__Passage provided__.
┌──

According to facts presented at trial, the SBA is an agency of the United States government that provides support to entrepreneurs and small businesses.  The CARES Act is a federal law enacted in or around March 2020 to provide emergency financial assistance to the millions of Americans who were suffering the economic effects caused by the COVID-19 pandemic.  Among other relief, the CARES Act expanded the Economic Injury Disaster Loan (EIDL) program, which provides loans for small businesses and other eligible entities.

In May 2020, Hall submitted her first EIDL application.  Although she submitted the application in the name of a company that she had formed in 2010, the company’s registration with the Louisiana Secretary of State had been revoked in 2015, and at the time Hall submitted this application, the company had not been reinstated, and it had no bank account.  On June 16, 2020, the SBA denied the application.

The very next day, on June 17, 2020, Hall submitted another application, in the name of a purported non-profit corporation, First Home Foundation (“First Home”), that she had formed earlier that year.  Hall signed the application and certified that all of the information provided was true.  In the application, among other statements, Hall stated that: (a) First Home had been established in 2017; (b) as of January 31, 2020, First Home had five employees; (c) First Home’s gross revenues in 2019 were $60,000; and (d) First Home’s cost of goods sold for the same twelve-month period was $30,000.  When asked whether she had been convicted of or pled guilty to a felony within the last five years, Hall claimed that she had not.

└──

__Exercise set__.
1 > Answer these questions using the passage on Hall's EIDL applications.
(a) What program did the CARES Act expand?
(b) On what date did the SBA deny Hall's first EIDL application?
(c) In what year did Hall state that First Home had been established?
2 > Extend the passage on Hall's EIDL applications by continuing it past its final sentence.

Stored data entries
┌──

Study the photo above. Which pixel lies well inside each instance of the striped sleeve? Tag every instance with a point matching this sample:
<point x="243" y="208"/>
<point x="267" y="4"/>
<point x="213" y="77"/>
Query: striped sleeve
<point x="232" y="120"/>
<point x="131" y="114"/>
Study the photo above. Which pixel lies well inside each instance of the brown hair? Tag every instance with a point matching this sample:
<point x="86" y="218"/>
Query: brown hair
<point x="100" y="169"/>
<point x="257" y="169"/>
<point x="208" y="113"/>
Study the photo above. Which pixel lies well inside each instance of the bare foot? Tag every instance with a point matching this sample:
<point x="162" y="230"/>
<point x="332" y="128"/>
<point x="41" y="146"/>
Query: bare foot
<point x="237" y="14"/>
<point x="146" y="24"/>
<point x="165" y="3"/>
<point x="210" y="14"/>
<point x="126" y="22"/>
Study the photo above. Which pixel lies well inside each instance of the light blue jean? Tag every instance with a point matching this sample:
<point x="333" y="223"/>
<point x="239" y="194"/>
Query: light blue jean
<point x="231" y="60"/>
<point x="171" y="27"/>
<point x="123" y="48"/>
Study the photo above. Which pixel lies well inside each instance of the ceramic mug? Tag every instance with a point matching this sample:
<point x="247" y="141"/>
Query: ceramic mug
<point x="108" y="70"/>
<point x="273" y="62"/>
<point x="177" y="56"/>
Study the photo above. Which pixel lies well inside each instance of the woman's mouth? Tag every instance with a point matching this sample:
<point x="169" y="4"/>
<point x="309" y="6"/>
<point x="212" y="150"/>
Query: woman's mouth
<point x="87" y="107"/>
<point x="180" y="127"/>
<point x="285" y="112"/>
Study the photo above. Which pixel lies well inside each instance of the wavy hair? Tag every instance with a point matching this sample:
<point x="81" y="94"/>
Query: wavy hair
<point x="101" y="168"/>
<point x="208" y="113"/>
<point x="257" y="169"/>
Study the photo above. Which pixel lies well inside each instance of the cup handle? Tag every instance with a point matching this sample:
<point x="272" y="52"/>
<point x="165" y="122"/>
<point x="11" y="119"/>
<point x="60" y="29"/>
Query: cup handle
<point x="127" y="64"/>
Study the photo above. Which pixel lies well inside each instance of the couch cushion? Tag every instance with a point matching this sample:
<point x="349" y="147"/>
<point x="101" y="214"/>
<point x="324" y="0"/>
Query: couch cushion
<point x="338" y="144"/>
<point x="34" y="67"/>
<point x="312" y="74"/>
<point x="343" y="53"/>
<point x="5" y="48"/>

└──

__Your written answers__.
1 >
(a) The Economic Injury Disaster Loan (EIDL) program.
(b) June 16, 2020.
(c) 2017.

2 >
As Hall knew at the time, all of the above statements were false.  As the United States proved at trial, First Home did not have the revenues or expenses that Hall had claimed in her application, and Hall had misrepresented her criminal history, which included a recent felony conviction.  Moreover, as the United States proved at trial, Hall was given multiple opportunities to withdraw the application or explain that she had misunderstood the application process, and she repeatedly provided false information and lied to those charged with investigating her application.

Hall was convicted after a June 2022 trial, and at the sentencing, the Court specifically found that she had obstructed justice in the investigation and prosecution of the case, including by providing false testimony at the trial.

This matter was investigated by the Treasury Inspector General for Tax Administration, the Federal Bureau of Investigation, and the Small Business Administration-Office of Inspector General, and was prosecuted by Assistant United States Attorneys Alan A. Stevens, who also serves as Senior Litigation Counsel, and Caroline B. Gardner.